◆ **Set task 1**: Translate this sentence from the time series forecasting text below into Spanish: "An analyst managing the stores uses DataRobot to build time series models that predict daily sales."
◆ **Set task 2**: Extend the time series forecasting text below, starting right after its final sentence.

◆ **Page**:
☆ ☆ ☆ ☆ ☆

If you find that your dataset and project settings lead to excessive sampling levels, try reconfiguring the project or modeling approach. This can be accomplished, for example, by splitting very long forecast windows into smaller segments and creating a DataRobot project for each segment. Data can additionally be segmented in multiseries projects into similar clusters for datasets with many series.
Alternatively, you can reduce the number of columns used or columns that are unlikely to be useful as lagged features by excluding them from derivation. Finally, consider the length of your training set. Reduction in the duration of the training data to exclude the oldest data can both increase modeling accuracy and reduce sampling on the dataset.
Multiseries use case¶
Predicting sales and comparing stores:
A large chain store wants to create a forecast to correctly order inventory and staff stores with the needed number of people for the predicted store volume. An analyst managing the stores uses DataRobot to build time series models that predict daily sales. First, she looks at the distribution of sales across time to get a sense of the trend. Because there is a lot of data, to review and verify that the data is correct before modeling she uses the date range slider to zoom in only on the data from the past few weeks.

☆ ☆ ☆ ☆ ☆

◆ **Rows from a segmentation dataset**:
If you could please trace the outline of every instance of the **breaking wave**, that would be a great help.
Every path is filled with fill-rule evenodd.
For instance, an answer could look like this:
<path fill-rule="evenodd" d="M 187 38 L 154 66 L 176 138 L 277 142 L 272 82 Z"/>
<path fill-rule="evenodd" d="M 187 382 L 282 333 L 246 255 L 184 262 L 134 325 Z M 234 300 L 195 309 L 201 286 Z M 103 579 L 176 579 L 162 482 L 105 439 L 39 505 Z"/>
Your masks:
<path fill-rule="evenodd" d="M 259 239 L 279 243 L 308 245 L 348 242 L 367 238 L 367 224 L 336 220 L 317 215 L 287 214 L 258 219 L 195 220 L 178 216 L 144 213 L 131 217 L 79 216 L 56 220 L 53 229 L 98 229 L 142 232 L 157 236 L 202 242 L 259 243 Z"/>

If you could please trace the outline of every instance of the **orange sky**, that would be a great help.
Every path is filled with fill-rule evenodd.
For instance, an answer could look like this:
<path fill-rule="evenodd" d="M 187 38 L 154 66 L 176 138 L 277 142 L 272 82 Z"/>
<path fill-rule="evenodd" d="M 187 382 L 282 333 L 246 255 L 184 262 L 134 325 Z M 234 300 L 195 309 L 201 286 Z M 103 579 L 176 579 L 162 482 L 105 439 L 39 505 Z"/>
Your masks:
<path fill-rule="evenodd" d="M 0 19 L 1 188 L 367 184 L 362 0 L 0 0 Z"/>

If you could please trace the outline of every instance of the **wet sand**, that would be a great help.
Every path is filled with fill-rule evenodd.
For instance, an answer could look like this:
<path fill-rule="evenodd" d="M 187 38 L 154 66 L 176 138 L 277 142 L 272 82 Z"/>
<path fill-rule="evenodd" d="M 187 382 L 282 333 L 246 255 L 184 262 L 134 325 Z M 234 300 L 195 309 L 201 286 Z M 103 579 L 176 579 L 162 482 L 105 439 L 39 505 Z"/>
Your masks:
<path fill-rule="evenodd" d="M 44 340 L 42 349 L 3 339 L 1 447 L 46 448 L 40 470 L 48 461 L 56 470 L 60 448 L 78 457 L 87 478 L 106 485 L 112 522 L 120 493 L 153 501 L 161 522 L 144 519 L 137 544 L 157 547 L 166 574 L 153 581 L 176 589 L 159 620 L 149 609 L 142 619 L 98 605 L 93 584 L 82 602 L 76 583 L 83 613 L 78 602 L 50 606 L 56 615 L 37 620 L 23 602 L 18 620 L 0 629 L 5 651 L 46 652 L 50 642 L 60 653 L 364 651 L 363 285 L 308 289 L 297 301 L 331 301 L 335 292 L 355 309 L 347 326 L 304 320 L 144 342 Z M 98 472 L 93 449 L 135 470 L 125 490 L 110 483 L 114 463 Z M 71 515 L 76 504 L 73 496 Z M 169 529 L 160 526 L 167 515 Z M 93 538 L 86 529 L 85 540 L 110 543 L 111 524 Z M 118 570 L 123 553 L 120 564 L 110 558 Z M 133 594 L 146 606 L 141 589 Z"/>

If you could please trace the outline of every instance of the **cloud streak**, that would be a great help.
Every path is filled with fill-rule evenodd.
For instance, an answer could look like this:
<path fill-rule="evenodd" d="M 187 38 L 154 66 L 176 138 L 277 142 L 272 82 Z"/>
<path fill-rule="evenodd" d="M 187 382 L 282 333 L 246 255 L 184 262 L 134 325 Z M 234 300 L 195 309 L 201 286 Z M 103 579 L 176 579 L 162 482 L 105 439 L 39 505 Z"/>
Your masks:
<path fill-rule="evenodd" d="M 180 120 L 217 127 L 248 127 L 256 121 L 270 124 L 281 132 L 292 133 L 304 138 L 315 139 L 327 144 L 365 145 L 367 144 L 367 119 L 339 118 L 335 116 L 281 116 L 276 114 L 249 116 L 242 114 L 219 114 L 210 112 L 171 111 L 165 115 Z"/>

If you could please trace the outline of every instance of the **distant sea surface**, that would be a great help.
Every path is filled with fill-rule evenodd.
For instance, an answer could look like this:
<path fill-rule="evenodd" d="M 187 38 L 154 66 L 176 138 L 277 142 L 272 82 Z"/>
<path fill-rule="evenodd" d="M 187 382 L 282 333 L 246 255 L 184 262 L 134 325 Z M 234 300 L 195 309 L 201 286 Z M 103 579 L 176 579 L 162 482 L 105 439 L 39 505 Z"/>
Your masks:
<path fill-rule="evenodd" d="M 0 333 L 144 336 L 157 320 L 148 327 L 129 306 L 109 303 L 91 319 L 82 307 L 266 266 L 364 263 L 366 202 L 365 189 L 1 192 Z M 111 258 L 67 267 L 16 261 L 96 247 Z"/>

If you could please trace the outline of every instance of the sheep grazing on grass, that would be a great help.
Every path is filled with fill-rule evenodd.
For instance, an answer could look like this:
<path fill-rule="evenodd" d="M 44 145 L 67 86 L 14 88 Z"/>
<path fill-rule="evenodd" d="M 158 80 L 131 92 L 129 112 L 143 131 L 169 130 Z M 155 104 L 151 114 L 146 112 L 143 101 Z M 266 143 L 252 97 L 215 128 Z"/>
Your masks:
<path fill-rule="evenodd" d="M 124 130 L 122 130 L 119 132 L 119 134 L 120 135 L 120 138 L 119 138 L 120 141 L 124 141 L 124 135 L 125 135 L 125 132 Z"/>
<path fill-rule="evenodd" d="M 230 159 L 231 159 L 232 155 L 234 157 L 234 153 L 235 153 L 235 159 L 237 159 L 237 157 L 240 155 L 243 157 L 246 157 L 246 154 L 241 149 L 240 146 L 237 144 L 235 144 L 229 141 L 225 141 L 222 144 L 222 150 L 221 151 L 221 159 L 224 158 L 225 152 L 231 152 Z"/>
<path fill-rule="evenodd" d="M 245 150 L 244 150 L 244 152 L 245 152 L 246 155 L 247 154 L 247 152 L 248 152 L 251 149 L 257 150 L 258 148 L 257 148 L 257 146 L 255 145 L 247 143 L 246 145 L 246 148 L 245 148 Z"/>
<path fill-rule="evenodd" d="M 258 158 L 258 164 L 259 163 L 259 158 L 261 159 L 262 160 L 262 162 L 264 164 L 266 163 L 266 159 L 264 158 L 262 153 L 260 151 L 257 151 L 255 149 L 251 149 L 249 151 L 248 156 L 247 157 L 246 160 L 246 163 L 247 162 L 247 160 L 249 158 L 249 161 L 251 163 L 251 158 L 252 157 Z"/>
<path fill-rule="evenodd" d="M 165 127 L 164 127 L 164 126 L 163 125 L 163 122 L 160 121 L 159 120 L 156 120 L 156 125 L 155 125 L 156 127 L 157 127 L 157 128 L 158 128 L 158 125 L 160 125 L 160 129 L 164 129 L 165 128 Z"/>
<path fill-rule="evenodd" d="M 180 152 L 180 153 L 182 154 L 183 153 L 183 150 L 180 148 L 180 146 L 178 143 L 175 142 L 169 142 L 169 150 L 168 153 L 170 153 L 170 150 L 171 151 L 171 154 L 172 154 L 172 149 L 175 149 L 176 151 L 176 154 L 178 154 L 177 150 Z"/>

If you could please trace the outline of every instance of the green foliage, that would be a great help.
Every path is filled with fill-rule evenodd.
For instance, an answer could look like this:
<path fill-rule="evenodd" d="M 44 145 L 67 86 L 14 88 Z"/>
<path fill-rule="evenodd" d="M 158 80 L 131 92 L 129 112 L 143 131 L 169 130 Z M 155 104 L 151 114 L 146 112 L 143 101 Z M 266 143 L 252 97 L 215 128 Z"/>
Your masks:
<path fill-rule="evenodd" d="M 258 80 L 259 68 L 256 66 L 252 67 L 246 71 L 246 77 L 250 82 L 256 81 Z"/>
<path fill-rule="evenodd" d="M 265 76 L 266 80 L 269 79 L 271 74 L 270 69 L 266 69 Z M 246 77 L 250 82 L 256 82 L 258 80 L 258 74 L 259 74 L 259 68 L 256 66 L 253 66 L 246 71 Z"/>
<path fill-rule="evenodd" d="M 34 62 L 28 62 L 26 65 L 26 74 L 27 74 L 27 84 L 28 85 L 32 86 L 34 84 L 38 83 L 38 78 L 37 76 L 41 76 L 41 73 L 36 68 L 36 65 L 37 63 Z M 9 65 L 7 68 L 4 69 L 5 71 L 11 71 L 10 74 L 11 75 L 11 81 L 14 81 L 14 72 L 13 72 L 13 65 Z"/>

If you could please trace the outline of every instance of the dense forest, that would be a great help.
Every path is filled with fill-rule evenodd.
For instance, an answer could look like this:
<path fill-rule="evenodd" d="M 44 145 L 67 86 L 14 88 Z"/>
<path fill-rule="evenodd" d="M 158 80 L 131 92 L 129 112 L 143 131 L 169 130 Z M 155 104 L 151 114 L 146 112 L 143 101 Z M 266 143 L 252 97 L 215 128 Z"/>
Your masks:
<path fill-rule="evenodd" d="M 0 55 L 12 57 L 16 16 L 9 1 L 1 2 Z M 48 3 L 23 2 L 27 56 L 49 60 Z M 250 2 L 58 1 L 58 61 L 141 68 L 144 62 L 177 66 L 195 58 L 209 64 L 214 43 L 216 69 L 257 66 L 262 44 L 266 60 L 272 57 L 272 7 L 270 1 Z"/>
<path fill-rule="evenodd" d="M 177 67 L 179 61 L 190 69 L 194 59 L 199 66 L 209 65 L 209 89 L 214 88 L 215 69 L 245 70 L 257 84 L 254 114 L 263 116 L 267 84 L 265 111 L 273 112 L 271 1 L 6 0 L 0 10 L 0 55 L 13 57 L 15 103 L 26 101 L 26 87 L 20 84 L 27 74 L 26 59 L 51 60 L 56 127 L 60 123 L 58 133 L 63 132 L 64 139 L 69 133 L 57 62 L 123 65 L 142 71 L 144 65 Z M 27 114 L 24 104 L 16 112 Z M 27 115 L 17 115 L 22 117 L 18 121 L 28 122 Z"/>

☆ ☆ ☆ ☆ ☆

◆ **Expected output 1**: Una analista que gestiona las tiendas utiliza DataRobot para crear modelos de series temporales que predicen las ventas diarias.

◆ **Expected output 2**:
After setting the target and configuring the time series options, she clicks Start to generate time series features and run Autopilot. After running Autopilot with a forecast window of 1 to 7 days in the future, she looks at the Accuracy Over Time chart of the top-performing model on the Leaderboard to see how the model performs on the main validation set (Backtest 1). She looks at the overall view and then switches the series identifier to view each store. She then uploads the most recent history to make predictions that forecast sales for each series over the next week. Then, she downloads the forecast and uses it to order the correct inventory amounts for next week.